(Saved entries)
>> BEGIN
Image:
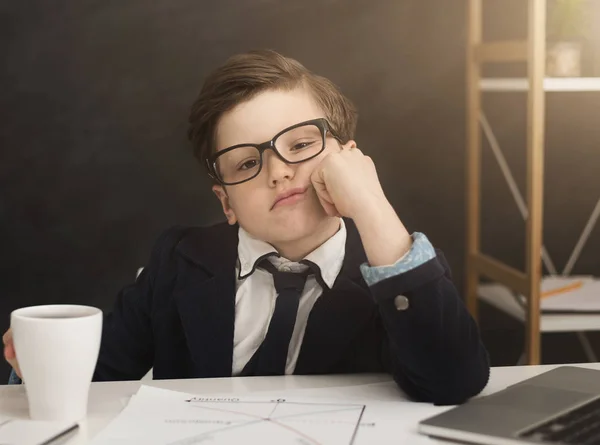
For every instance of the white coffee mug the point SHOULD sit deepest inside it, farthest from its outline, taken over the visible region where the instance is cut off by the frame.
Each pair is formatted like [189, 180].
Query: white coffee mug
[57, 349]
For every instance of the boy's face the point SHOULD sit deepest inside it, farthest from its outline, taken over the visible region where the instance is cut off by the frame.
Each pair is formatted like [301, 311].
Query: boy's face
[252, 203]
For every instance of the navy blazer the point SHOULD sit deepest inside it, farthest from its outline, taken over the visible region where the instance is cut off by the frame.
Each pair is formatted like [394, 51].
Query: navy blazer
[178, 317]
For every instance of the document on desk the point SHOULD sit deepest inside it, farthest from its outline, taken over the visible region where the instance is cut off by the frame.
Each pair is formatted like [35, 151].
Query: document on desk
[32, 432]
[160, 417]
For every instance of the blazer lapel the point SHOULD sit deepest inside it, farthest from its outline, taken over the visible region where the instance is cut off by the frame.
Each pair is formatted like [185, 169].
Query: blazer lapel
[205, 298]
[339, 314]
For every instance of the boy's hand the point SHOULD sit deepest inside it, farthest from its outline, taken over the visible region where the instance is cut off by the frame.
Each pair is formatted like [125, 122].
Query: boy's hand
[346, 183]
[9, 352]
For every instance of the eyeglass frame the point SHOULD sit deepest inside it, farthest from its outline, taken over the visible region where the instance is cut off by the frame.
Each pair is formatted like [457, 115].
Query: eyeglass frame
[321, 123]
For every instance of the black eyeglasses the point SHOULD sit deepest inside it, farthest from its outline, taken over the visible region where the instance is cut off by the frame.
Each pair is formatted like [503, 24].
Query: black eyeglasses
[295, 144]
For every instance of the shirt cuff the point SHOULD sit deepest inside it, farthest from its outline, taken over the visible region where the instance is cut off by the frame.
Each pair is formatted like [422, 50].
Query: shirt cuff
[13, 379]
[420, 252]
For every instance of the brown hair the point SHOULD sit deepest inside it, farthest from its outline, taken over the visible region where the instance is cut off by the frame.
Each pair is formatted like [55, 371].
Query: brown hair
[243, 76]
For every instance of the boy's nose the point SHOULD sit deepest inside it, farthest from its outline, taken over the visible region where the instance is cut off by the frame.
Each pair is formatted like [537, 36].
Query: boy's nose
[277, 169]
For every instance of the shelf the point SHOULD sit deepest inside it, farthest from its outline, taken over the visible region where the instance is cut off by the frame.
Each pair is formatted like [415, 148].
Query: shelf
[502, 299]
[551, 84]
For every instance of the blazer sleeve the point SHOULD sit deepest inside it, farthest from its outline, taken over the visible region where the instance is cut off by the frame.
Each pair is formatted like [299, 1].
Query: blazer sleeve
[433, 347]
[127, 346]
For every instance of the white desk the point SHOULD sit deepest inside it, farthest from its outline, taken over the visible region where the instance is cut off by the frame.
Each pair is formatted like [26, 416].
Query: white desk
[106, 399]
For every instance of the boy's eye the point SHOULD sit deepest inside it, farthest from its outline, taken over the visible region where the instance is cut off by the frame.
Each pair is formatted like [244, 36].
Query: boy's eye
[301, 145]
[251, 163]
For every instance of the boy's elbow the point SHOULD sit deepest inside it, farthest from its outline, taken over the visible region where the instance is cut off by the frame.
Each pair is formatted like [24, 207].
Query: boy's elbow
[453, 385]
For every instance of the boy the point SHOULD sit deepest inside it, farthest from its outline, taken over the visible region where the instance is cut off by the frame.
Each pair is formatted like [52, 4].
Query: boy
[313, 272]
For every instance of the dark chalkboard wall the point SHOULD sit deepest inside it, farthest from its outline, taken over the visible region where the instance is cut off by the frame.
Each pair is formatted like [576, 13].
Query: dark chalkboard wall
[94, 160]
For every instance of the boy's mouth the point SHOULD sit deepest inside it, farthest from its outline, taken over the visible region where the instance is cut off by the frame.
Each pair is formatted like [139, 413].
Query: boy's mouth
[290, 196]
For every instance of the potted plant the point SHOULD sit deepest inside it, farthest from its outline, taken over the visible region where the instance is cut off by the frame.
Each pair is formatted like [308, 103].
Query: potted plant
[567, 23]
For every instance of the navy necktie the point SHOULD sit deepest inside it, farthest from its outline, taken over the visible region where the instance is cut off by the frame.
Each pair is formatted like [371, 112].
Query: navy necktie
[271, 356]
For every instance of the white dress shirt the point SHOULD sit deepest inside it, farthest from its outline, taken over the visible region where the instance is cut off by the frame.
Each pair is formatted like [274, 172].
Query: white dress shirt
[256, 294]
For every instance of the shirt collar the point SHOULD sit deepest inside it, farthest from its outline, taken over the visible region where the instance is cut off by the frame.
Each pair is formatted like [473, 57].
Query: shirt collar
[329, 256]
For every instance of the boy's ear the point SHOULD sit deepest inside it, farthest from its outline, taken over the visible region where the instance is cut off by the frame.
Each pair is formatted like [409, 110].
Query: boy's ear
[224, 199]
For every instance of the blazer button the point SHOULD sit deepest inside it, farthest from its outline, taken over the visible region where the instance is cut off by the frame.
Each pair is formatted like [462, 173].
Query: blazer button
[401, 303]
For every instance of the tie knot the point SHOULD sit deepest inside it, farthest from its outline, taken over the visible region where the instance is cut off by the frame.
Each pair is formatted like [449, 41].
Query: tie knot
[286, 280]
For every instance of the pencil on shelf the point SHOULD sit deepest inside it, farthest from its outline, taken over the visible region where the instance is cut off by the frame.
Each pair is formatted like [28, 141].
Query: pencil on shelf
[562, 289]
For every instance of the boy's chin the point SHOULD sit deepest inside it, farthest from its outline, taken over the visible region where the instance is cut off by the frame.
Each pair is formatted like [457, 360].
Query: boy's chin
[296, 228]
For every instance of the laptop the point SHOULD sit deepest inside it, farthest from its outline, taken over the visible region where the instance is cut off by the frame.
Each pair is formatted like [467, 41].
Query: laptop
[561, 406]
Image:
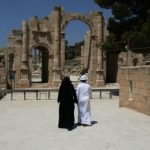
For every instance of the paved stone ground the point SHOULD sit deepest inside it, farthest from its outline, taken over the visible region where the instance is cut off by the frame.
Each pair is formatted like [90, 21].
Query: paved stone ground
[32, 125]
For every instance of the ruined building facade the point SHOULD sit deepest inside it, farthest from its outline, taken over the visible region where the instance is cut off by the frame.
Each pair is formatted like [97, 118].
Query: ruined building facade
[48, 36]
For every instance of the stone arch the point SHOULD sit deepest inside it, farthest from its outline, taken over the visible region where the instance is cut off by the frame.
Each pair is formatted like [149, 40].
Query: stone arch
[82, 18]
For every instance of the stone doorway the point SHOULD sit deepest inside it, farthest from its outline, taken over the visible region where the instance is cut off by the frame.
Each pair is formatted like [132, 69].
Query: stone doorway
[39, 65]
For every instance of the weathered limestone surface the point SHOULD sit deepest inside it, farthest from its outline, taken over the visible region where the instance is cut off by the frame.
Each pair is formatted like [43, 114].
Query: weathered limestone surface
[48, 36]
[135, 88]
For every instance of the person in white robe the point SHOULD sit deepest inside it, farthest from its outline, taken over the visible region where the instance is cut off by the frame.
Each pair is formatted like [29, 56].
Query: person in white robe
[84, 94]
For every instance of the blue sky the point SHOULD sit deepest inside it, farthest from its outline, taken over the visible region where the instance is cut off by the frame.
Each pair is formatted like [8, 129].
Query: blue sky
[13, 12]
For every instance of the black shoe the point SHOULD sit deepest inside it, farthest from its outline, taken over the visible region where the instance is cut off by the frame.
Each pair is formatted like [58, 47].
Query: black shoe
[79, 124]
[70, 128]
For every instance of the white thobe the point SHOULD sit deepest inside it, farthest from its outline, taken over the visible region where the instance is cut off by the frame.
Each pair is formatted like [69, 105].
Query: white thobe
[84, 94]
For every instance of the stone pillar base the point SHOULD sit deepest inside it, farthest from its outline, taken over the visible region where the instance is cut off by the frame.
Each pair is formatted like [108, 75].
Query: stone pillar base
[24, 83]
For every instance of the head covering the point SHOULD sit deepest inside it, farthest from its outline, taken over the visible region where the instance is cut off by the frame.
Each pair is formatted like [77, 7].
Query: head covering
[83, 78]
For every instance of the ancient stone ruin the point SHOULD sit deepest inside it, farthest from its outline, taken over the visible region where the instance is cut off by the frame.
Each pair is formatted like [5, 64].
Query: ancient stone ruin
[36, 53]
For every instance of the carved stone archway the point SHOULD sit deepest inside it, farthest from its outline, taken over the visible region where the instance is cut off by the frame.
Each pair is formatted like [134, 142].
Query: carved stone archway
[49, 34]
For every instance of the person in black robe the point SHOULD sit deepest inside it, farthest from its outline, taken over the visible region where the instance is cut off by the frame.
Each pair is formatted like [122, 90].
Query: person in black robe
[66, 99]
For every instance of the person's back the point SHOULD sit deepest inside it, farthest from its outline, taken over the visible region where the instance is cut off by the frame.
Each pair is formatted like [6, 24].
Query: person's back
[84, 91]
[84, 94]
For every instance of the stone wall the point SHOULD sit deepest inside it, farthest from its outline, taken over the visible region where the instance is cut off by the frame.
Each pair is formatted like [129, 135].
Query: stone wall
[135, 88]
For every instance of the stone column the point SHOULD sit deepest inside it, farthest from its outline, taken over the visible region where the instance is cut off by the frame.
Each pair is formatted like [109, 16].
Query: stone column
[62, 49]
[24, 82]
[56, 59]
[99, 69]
>> END
● **EXERCISE GOAL**
Find the line containing "For every instance of the stone wall". Reproduce it exactly, along with every line after it through the last.

● **TASK OUTPUT**
For every instance of the stone wall the point SHOULD sit deepest inside it, farthest from its outline, taken over the visible region where the instance is cut off by the frame.
Each pair is formatted like [129, 135].
Query: stone wall
[135, 88]
For every instance of the stone column the point SHOULD sit deepest inside it, farthest from its outline, taken over the visible region where the instance is cut off by the frame.
Each pair is formatted like [109, 16].
Query: stone column
[62, 49]
[24, 82]
[56, 59]
[99, 69]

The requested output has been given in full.